- _Brief_: From the entries below, count the lines holding the word "dirt" and give nothing but the number.

*** Begin section ***

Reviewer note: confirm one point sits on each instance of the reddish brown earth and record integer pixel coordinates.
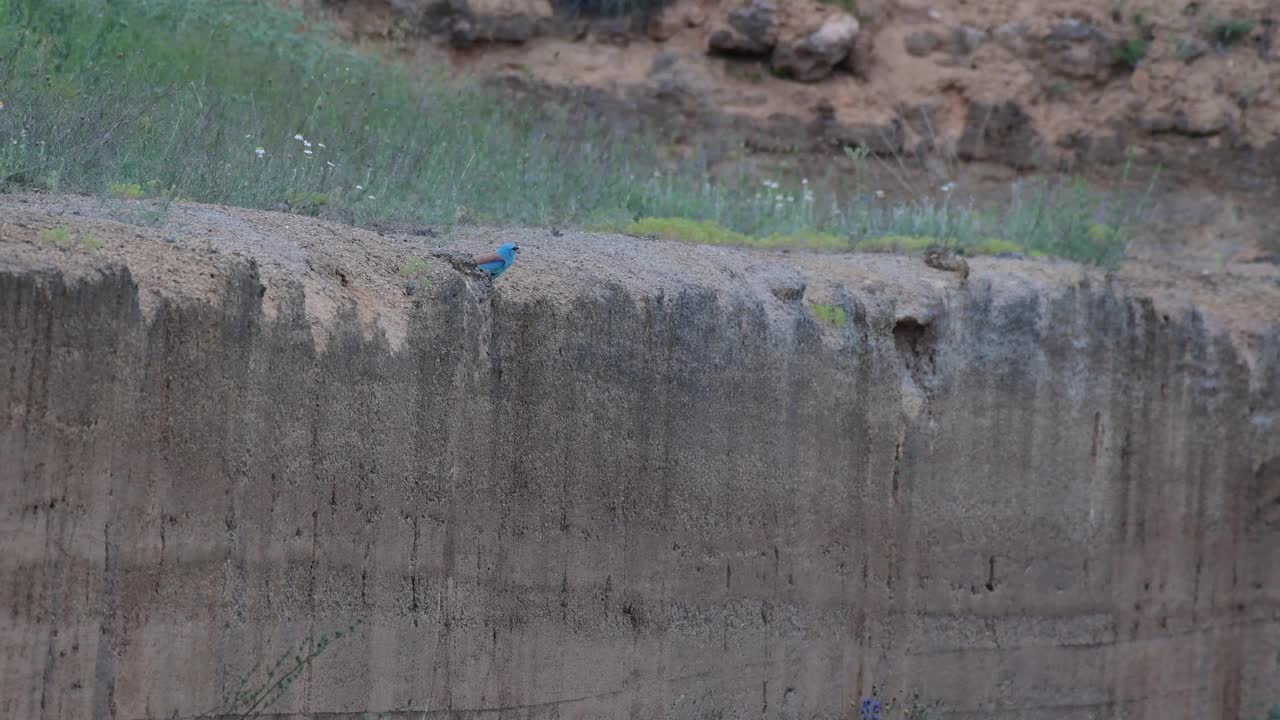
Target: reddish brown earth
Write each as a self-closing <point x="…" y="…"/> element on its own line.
<point x="982" y="94"/>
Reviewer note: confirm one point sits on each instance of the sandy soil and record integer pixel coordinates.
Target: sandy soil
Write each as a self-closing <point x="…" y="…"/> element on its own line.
<point x="339" y="267"/>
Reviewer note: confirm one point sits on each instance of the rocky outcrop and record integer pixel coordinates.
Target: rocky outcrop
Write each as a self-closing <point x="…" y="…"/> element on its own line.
<point x="470" y="22"/>
<point x="1001" y="132"/>
<point x="813" y="57"/>
<point x="749" y="31"/>
<point x="804" y="41"/>
<point x="690" y="482"/>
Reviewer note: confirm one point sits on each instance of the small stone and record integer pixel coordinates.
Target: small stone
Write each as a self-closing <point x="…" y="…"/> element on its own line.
<point x="816" y="55"/>
<point x="862" y="55"/>
<point x="750" y="31"/>
<point x="965" y="40"/>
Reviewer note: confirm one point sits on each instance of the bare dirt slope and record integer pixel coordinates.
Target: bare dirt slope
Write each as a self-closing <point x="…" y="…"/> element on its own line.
<point x="629" y="478"/>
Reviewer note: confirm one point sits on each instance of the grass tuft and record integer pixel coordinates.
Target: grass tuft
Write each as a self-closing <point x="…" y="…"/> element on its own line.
<point x="232" y="101"/>
<point x="827" y="314"/>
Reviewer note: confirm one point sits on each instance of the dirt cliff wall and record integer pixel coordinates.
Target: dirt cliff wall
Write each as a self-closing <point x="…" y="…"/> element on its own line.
<point x="656" y="491"/>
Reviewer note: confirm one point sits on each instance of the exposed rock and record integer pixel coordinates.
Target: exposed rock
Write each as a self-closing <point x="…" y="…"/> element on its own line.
<point x="680" y="86"/>
<point x="1001" y="132"/>
<point x="1079" y="50"/>
<point x="813" y="57"/>
<point x="885" y="139"/>
<point x="663" y="26"/>
<point x="862" y="55"/>
<point x="1197" y="119"/>
<point x="1013" y="37"/>
<point x="750" y="31"/>
<point x="1189" y="104"/>
<point x="787" y="288"/>
<point x="470" y="22"/>
<point x="965" y="40"/>
<point x="922" y="44"/>
<point x="1189" y="49"/>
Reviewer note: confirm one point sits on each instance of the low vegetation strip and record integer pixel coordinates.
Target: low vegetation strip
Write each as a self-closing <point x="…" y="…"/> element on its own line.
<point x="246" y="103"/>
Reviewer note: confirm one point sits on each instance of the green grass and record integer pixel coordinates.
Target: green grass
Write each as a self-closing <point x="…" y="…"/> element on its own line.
<point x="64" y="240"/>
<point x="415" y="269"/>
<point x="1130" y="53"/>
<point x="827" y="314"/>
<point x="1226" y="31"/>
<point x="231" y="101"/>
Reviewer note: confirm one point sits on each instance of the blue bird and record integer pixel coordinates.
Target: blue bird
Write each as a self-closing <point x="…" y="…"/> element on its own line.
<point x="497" y="263"/>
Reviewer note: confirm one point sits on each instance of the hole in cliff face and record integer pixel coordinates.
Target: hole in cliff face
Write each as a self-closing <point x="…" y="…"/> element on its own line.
<point x="914" y="342"/>
<point x="1267" y="483"/>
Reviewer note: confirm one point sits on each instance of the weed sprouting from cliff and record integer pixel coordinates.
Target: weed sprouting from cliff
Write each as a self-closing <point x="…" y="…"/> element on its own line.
<point x="263" y="686"/>
<point x="247" y="103"/>
<point x="895" y="709"/>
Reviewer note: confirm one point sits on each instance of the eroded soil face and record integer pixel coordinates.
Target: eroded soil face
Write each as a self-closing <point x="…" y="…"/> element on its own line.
<point x="977" y="92"/>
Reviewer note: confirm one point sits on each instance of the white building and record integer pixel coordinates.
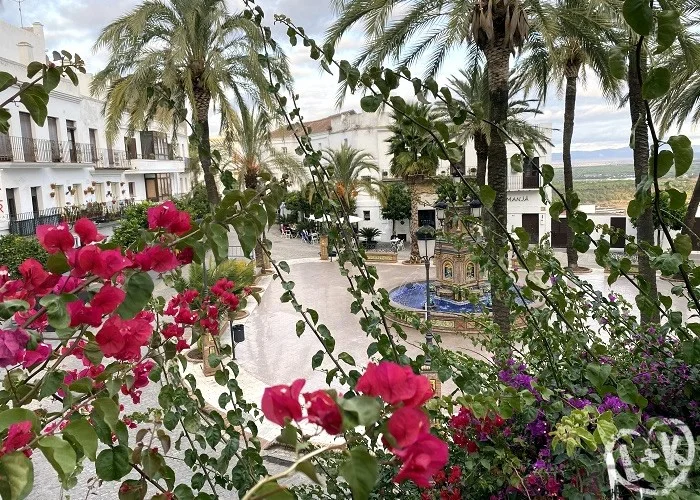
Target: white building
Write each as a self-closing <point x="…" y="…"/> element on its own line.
<point x="68" y="162"/>
<point x="369" y="132"/>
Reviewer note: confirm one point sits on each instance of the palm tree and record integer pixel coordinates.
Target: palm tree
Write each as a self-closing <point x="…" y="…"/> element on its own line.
<point x="349" y="170"/>
<point x="414" y="157"/>
<point x="426" y="28"/>
<point x="177" y="54"/>
<point x="471" y="90"/>
<point x="575" y="35"/>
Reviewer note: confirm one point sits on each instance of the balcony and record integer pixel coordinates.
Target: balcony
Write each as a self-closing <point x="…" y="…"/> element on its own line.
<point x="25" y="224"/>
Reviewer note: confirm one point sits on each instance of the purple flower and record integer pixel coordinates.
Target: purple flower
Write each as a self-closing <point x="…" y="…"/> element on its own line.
<point x="613" y="403"/>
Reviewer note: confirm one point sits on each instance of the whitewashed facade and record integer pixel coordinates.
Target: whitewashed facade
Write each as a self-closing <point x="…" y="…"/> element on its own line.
<point x="68" y="162"/>
<point x="370" y="131"/>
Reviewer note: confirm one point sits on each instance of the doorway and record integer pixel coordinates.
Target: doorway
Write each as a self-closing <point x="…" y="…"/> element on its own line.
<point x="531" y="224"/>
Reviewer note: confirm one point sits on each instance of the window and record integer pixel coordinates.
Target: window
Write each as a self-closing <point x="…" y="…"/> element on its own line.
<point x="36" y="195"/>
<point x="471" y="271"/>
<point x="11" y="204"/>
<point x="447" y="270"/>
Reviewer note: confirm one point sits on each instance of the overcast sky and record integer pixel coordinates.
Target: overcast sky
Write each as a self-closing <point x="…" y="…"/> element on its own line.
<point x="74" y="25"/>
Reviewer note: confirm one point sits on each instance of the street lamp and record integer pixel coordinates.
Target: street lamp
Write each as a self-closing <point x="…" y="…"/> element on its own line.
<point x="426" y="249"/>
<point x="440" y="208"/>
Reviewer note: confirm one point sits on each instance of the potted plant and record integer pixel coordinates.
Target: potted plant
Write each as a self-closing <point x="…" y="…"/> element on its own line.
<point x="369" y="234"/>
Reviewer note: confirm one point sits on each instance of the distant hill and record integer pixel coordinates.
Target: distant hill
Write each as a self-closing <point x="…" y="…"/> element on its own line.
<point x="598" y="156"/>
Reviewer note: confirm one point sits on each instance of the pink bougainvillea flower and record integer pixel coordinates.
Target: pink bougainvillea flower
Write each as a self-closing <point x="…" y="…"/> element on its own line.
<point x="394" y="384"/>
<point x="39" y="355"/>
<point x="108" y="298"/>
<point x="81" y="314"/>
<point x="35" y="278"/>
<point x="323" y="411"/>
<point x="123" y="338"/>
<point x="406" y="425"/>
<point x="111" y="262"/>
<point x="19" y="435"/>
<point x="87" y="231"/>
<point x="55" y="239"/>
<point x="422" y="460"/>
<point x="156" y="258"/>
<point x="12" y="345"/>
<point x="167" y="216"/>
<point x="281" y="402"/>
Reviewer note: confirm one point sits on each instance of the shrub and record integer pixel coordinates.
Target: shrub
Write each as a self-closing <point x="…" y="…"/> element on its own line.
<point x="15" y="249"/>
<point x="135" y="219"/>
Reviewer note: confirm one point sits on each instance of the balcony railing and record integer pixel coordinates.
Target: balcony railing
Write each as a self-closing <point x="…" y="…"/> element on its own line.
<point x="25" y="224"/>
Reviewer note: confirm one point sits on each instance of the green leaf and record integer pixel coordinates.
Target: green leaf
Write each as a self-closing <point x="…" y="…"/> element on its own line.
<point x="638" y="15"/>
<point x="139" y="288"/>
<point x="81" y="433"/>
<point x="516" y="163"/>
<point x="683" y="244"/>
<point x="6" y="81"/>
<point x="370" y="103"/>
<point x="616" y="62"/>
<point x="657" y="83"/>
<point x="60" y="455"/>
<point x="133" y="489"/>
<point x="547" y="173"/>
<point x="52" y="79"/>
<point x="597" y="374"/>
<point x="360" y="410"/>
<point x="676" y="198"/>
<point x="682" y="151"/>
<point x="35" y="100"/>
<point x="664" y="162"/>
<point x="33" y="68"/>
<point x="113" y="463"/>
<point x="360" y="471"/>
<point x="16" y="415"/>
<point x="669" y="26"/>
<point x="18" y="473"/>
<point x="487" y="195"/>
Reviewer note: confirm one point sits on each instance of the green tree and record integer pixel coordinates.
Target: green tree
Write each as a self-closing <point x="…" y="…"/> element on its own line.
<point x="350" y="171"/>
<point x="414" y="157"/>
<point x="431" y="30"/>
<point x="574" y="35"/>
<point x="166" y="57"/>
<point x="471" y="89"/>
<point x="397" y="205"/>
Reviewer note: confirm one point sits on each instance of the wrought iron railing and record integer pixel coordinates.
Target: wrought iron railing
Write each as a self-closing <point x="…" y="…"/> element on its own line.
<point x="25" y="224"/>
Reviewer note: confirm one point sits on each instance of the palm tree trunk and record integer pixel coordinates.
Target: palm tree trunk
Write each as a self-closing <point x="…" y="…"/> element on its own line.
<point x="689" y="221"/>
<point x="481" y="146"/>
<point x="413" y="224"/>
<point x="202" y="99"/>
<point x="569" y="109"/>
<point x="498" y="60"/>
<point x="645" y="222"/>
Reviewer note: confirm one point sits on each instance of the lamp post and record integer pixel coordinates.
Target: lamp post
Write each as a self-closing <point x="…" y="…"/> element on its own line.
<point x="426" y="249"/>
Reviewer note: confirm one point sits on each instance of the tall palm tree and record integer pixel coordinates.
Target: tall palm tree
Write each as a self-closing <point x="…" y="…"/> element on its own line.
<point x="575" y="35"/>
<point x="471" y="89"/>
<point x="249" y="151"/>
<point x="426" y="28"/>
<point x="350" y="171"/>
<point x="414" y="157"/>
<point x="189" y="53"/>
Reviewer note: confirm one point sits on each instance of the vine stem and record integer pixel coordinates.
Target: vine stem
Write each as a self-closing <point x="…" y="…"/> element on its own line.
<point x="250" y="494"/>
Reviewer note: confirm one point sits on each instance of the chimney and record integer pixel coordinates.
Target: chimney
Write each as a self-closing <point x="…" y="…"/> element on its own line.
<point x="38" y="29"/>
<point x="26" y="52"/>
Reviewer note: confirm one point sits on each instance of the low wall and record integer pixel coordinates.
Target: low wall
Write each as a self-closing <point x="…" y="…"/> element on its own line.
<point x="390" y="257"/>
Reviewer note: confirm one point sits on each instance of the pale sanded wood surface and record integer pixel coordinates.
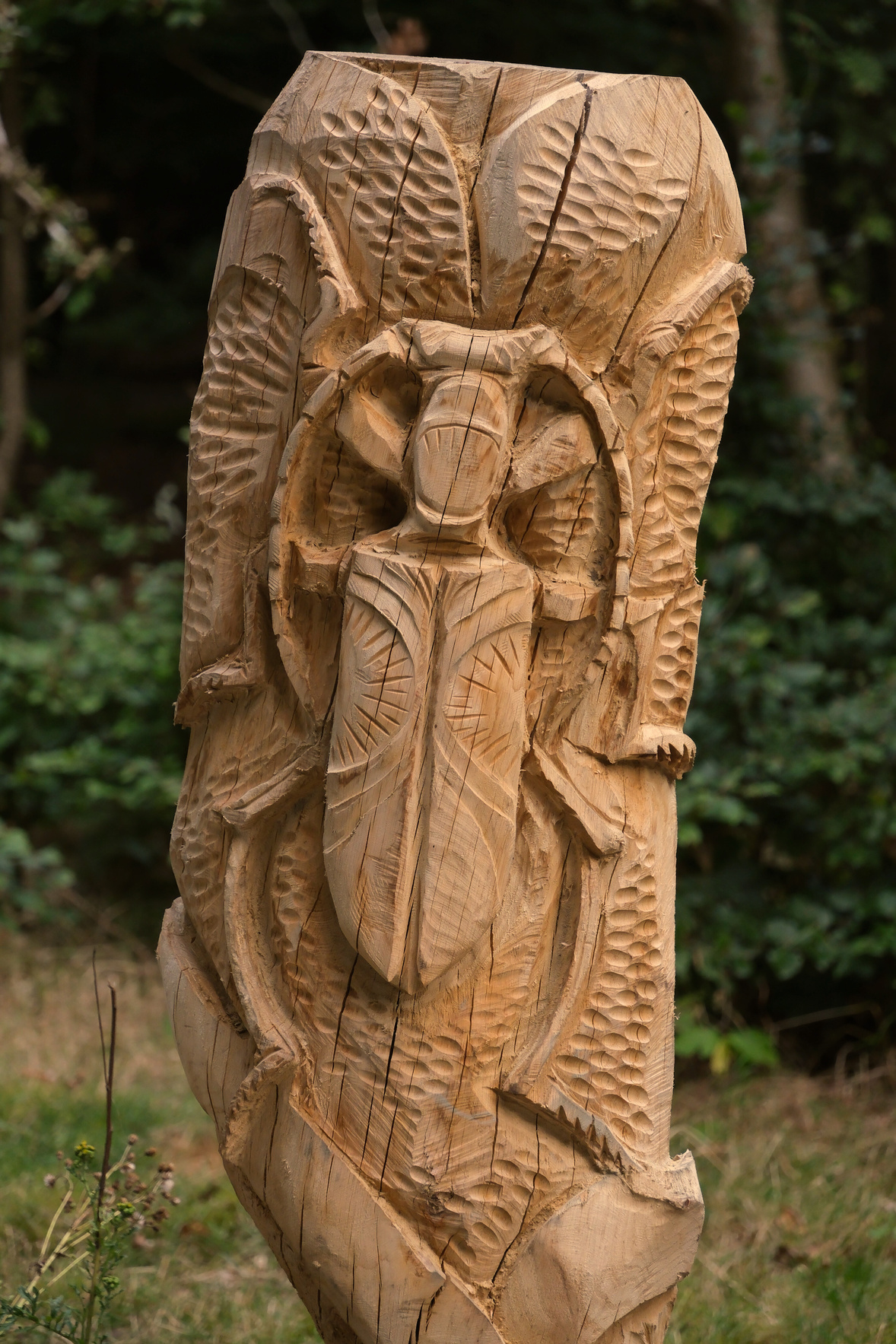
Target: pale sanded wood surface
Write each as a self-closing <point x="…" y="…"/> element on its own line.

*** End section ***

- _Output_: 4